== Segment start ==

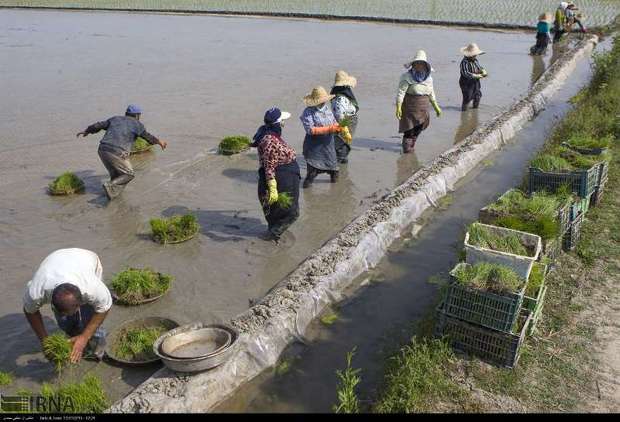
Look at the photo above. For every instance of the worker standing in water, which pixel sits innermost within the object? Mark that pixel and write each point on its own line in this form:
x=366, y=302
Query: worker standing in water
x=415, y=94
x=471, y=73
x=115, y=146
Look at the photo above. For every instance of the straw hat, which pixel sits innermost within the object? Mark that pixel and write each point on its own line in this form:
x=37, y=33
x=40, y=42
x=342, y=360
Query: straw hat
x=317, y=96
x=471, y=50
x=344, y=79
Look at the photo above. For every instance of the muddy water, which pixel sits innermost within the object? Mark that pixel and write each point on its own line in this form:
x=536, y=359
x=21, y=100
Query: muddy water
x=200, y=78
x=597, y=12
x=397, y=294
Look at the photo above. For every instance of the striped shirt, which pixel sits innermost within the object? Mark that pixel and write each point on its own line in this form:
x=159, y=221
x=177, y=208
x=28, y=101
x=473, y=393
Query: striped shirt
x=469, y=68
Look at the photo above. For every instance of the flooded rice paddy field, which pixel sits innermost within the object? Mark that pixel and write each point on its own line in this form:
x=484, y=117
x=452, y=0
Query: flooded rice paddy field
x=200, y=78
x=524, y=12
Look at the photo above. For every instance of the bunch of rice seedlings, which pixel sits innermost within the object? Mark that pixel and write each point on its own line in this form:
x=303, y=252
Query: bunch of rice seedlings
x=174, y=229
x=234, y=144
x=485, y=238
x=140, y=145
x=490, y=277
x=583, y=141
x=134, y=285
x=57, y=349
x=536, y=279
x=285, y=201
x=66, y=184
x=5, y=379
x=137, y=344
x=86, y=396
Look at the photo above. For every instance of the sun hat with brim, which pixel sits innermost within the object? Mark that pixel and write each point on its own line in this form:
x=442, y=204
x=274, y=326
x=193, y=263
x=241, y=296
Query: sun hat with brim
x=344, y=79
x=471, y=50
x=318, y=96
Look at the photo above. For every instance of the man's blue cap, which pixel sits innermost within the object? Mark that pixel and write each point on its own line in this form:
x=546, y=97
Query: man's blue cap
x=134, y=109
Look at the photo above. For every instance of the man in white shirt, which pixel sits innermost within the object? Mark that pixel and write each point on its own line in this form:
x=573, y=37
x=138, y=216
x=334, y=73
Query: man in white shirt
x=71, y=281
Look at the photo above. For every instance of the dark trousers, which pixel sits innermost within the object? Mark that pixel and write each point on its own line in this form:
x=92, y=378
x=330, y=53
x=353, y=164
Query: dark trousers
x=287, y=177
x=471, y=91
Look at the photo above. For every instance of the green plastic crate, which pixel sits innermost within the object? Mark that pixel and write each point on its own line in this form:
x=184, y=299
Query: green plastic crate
x=498, y=312
x=496, y=347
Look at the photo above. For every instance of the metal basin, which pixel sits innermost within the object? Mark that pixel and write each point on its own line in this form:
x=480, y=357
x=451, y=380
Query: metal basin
x=198, y=363
x=198, y=343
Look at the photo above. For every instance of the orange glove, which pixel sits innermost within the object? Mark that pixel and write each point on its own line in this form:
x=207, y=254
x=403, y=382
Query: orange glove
x=325, y=130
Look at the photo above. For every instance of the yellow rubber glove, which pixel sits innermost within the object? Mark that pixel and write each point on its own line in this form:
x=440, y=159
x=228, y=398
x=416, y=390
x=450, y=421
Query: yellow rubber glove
x=437, y=108
x=272, y=188
x=346, y=135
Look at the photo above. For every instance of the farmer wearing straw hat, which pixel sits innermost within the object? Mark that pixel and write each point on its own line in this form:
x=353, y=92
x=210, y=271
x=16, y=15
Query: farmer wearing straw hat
x=278, y=173
x=120, y=134
x=471, y=73
x=415, y=92
x=320, y=126
x=542, y=35
x=344, y=106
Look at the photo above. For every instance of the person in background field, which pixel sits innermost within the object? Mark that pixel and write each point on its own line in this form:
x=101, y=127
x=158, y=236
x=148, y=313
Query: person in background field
x=559, y=22
x=543, y=34
x=278, y=173
x=115, y=146
x=344, y=106
x=415, y=93
x=71, y=281
x=471, y=73
x=320, y=126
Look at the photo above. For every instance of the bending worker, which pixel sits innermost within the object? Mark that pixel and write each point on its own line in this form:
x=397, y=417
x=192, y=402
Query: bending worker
x=70, y=280
x=415, y=92
x=278, y=174
x=120, y=134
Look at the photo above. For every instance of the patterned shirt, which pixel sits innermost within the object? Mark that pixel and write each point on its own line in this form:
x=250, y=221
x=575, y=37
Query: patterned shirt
x=469, y=68
x=274, y=152
x=317, y=117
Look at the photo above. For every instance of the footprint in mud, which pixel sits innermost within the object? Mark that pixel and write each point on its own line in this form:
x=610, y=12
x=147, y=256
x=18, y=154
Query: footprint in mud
x=268, y=248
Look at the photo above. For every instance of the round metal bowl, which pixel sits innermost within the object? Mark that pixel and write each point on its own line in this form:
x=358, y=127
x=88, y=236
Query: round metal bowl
x=198, y=343
x=148, y=322
x=199, y=363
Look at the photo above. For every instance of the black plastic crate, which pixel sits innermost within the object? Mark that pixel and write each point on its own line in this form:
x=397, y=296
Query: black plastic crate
x=496, y=347
x=581, y=182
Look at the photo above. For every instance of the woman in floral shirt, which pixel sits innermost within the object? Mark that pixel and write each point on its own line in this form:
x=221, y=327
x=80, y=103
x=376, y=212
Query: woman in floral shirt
x=278, y=173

== Segment end ==

→ Task brief: Please retype the whole listing above exactly, without any of its images.

→ Reply:
Look at the photo above. For every instance of the worker standing in water, which pixel sits innermost within the object? Mark that pixel and write each point on its own line in this form:
x=366, y=302
Query: worker standing in water
x=415, y=94
x=471, y=73
x=115, y=146
Look at the photo above. For every instance of the straw hat, which pixel sits innermost within the object? Mark that pixel and write each point on its own line in this form:
x=37, y=33
x=40, y=42
x=342, y=360
Query: straw hat
x=317, y=96
x=471, y=50
x=344, y=79
Look at the photo above. For every instance of the muddy water, which pixel sits innermost within the object? Mark that pixel and write each point on its own line in this form:
x=536, y=359
x=21, y=100
Query: muddy water
x=200, y=78
x=597, y=12
x=397, y=294
Look at the photo above. For every instance of the striped shirt, which pixel sits innermost within the object? Mark that pixel and write each point on its own line in this form:
x=159, y=221
x=177, y=208
x=28, y=101
x=473, y=393
Query: striped shirt
x=469, y=68
Look at the photo above. For every instance of the flooded rice paddy field, which pixel sits innermost within the object? Mark that pixel and write each point on its own line in this form:
x=484, y=117
x=452, y=0
Query: flooded rice paddy field
x=200, y=78
x=524, y=12
Look at the photo above. For every instance of the bunch of rice seedlings, which pixel sits innermost within the object? Mark that pixel and write each point on its own line in this form:
x=303, y=252
Query: bunch of rice seedlings
x=174, y=229
x=234, y=144
x=485, y=238
x=140, y=145
x=490, y=277
x=583, y=141
x=134, y=285
x=57, y=349
x=536, y=279
x=285, y=201
x=66, y=184
x=5, y=379
x=137, y=344
x=86, y=396
Look at the photo above. For every instance of the sun hat with brim, which pixel sits innermost within the object? Mark that pixel and write each point on its own line in this form:
x=442, y=204
x=274, y=326
x=193, y=263
x=241, y=296
Query: sun hat with brim
x=344, y=79
x=471, y=50
x=318, y=96
Look at the photo above. For every instance of the man's blue cap, which pixel sits innermost within the object? Mark that pixel and write each point on its own line in this form:
x=546, y=97
Query: man's blue cap
x=134, y=109
Look at the photo above. For every instance of the man in white shirt, which pixel sits innermost within the object? Mark that pixel and write each point on its own line in this form:
x=573, y=37
x=138, y=216
x=334, y=73
Query: man in white shirt
x=71, y=281
Look at the photo above. For every instance of the dark trousers, which pixel sits innermost within the object? Mark that pixel and write each point on its own line in this form:
x=92, y=378
x=330, y=53
x=353, y=164
Query: dark trousers
x=287, y=177
x=471, y=91
Look at the photo above. For every instance of the green plastic crate, which pixel sits innermost within the object? Mark that pixel and write each point on its own line in this form:
x=184, y=299
Query: green plastic crate
x=498, y=312
x=496, y=347
Look at the photo above. For every instance of the metal basin, which pixel sits innermost within the object? Mark that pixel and write each point on its own line in this form:
x=480, y=357
x=451, y=380
Query: metal basin
x=198, y=363
x=198, y=343
Look at the photo above. For every instance of the orange glove, which pixel sits innermost within the object? Mark that pixel and write each point on its own line in this form:
x=207, y=254
x=403, y=382
Query: orange glove
x=325, y=130
Look at the photo above. For every instance of the yellow rubber glove, which pixel sits innermost within the object? Mark that pixel and write each point on its own line in this form:
x=440, y=159
x=228, y=398
x=416, y=390
x=450, y=421
Query: yellow rubber glove
x=437, y=108
x=272, y=188
x=346, y=135
Look at the photo above. For every instance of the farmer wearing straw hat, which pixel sits innermost within the object? Mark that pixel and write each point on its own line in this form:
x=353, y=92
x=210, y=271
x=16, y=15
Query: farmer wearing straw hat
x=278, y=173
x=120, y=134
x=471, y=73
x=415, y=92
x=320, y=126
x=542, y=35
x=344, y=106
Look at the photo above. For every instance of the person in background field, which pixel sits innermost within the object? Mark that pixel and write each point on its own line in this form:
x=101, y=127
x=158, y=236
x=148, y=313
Query: person in background field
x=559, y=22
x=543, y=34
x=278, y=173
x=115, y=146
x=344, y=106
x=415, y=93
x=71, y=281
x=471, y=73
x=320, y=126
Look at the photo above. For every instance of the bending worker, which pixel sits innermost within the object? Mark that pixel and write each point on its own line in this form:
x=397, y=417
x=192, y=402
Query: bending worker
x=70, y=280
x=415, y=92
x=278, y=174
x=120, y=134
Look at the photo above. For every instance of the patterned shirt, which pixel sits innermost within the object? Mark that pixel and write each point on its own line in this form:
x=250, y=221
x=575, y=37
Query: patterned shirt
x=469, y=68
x=274, y=152
x=317, y=117
Look at the photo above. For every instance of the footprint in mud, which pixel sits innermost within the object? Mark that pixel and write each point on its own line in this form:
x=610, y=12
x=147, y=256
x=18, y=154
Query: footprint in mud
x=268, y=248
Look at the photo above. For every instance of the round metal bowl, which pixel sits innermost within the object? Mark that pixel and write each point on its own line in this form:
x=358, y=127
x=88, y=236
Query: round metal bowl
x=198, y=343
x=148, y=322
x=199, y=363
Look at the photo above. For every instance of the black plastic crate, which pixel sits innermost within the object? Mark that pixel and write each point on its own line in this form:
x=397, y=296
Query: black plastic crate
x=496, y=347
x=581, y=182
Look at the photo above. For every instance of the woman in floral shirt, which pixel sits innermost within the object? Mark that pixel and write each point on its own line in this form:
x=221, y=327
x=80, y=103
x=376, y=212
Query: woman in floral shirt
x=278, y=173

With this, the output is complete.